WORK TASK: Please repeat the entries exactly as they appear and omit any images.
▶
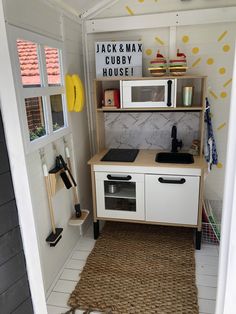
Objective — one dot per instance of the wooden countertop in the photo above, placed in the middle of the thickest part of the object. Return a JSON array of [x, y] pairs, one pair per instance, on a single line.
[[146, 158]]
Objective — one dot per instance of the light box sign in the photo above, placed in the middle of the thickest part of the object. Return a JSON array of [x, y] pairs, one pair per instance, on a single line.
[[123, 58]]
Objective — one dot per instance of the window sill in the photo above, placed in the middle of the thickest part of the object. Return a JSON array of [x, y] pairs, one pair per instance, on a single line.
[[31, 147]]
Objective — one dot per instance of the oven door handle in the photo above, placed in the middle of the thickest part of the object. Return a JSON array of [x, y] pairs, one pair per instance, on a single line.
[[126, 178], [169, 90], [172, 181]]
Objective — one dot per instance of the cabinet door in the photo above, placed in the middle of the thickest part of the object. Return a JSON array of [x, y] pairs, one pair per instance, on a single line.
[[120, 195], [172, 199]]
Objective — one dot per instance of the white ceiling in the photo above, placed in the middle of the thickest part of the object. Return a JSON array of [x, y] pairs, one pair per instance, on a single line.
[[90, 8], [78, 7]]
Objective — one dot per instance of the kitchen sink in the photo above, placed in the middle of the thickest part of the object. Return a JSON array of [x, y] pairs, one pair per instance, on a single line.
[[175, 158]]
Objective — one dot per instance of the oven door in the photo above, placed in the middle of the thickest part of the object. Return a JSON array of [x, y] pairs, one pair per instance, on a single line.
[[148, 93], [120, 195]]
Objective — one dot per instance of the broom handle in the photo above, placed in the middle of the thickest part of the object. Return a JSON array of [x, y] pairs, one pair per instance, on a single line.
[[48, 188], [75, 192]]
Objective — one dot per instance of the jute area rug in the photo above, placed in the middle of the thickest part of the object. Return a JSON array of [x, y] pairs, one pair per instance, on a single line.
[[136, 268]]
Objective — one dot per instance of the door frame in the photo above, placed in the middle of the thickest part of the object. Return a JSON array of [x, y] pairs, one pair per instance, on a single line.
[[226, 292], [15, 146]]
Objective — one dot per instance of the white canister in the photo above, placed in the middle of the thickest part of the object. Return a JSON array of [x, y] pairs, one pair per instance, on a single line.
[[187, 95]]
◀
SOLUTION FOR THIS PROBLEM:
Objective — one dot per instance of the wooden countertop in the photo above, placed in the middle of the thickest part of the object. Return a JSON array of [x, y] pairs, one pair per instance, on a single line.
[[146, 158]]
Objective — one dot per instance of the light box sign in the photo above, placed in the middle of the thickest part of the object. Return a JSON array of [x, y] pairs, one pair per instance, on a single line.
[[123, 58]]
Objective — one dot per instance of the window sill in the photo above, placed in the middle of the thickest part of the object. Return a JSON array of [x, y] pairs, one pair per instance, on a single line.
[[31, 147]]
Objective — one dot per instance of the oven door handle in the photo above, placed in the middle of the thickest part of the object. Return a JSON array of [x, y] pairs, one pair per instance, on a single line.
[[126, 178], [169, 90], [172, 181]]
Objective — one dot per instance of the cabinet door in the photo above, placed in the middle of the thickest part of the object. Return a JSON array of [x, y] pairs, one pair per instance, on a single line.
[[120, 195], [172, 199]]
Objective — one dot per instance of the white ceiling in the photo above, placed in the middle of the thickest part of the object. Return a JSON array of [x, y] pairs, one pair per instance, on a single line.
[[90, 8], [78, 7]]
Objective — one dot per instance of the kitchen sink in the photo above, placed in the middle of the thickest part of the object. Return a JSON array of [x, y] pairs, one pair per instance, on a single line.
[[175, 158]]
Objective — one dot per instance of the oven door in the photo above, placed in the middle of the thickest part of the object. Return a JSON array of [x, y] pairs, one pair per instance, on a single line.
[[148, 93], [120, 195]]
Objective — one dot per instance of the broom handle in the photo above, placed in the middle of the thickest part of the object. Return a JSON array of [x, y] pairs, one pair per instance, on a single line.
[[48, 188], [75, 192]]
Objective — one dot per instance of the jute area rug in the photo above, placed in the middle of the thickest part of the object. Return a JSON array of [x, y] pairs, one pair per instance, on a single line.
[[136, 268]]
Objective — one dot per instance of the door frame in the photo above, placed in the middle of the thickest part of the object. Return a JSON array of [x, y] pairs, one pair per instance, on a single line.
[[226, 292], [15, 146]]
Objective — one dot per instance of the white canister in the photo above, placed in the middle of the thickest part of the object. Return a JSON array of [x, y] pairs, one pair per instance, on a single line.
[[187, 95]]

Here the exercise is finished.